■ DATASET RECORDS
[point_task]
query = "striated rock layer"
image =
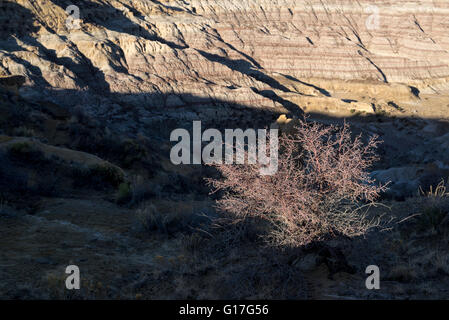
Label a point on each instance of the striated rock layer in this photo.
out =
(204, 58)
...
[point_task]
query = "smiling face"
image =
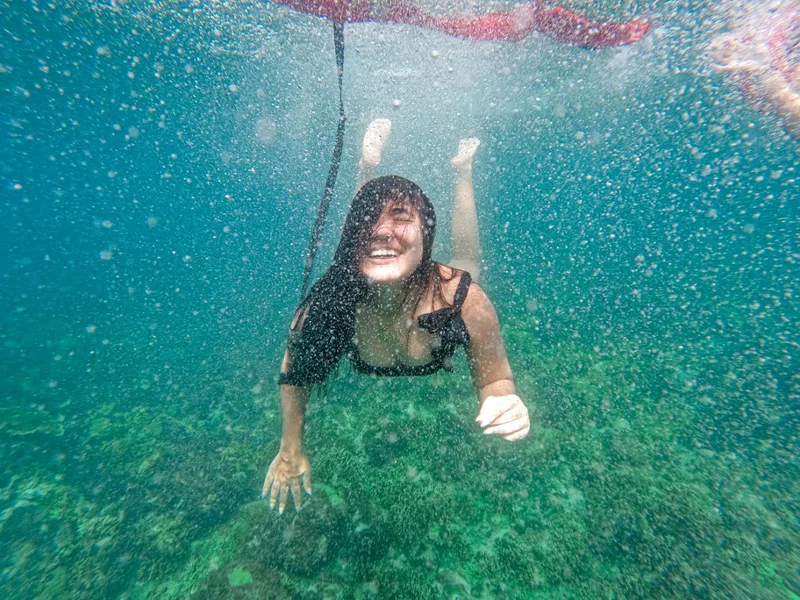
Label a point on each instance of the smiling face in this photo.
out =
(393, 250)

■ THE PROBLEM
How many lines of the listing above contain the word "each"? Reply with the number alone.

■ FINISHED TASK
2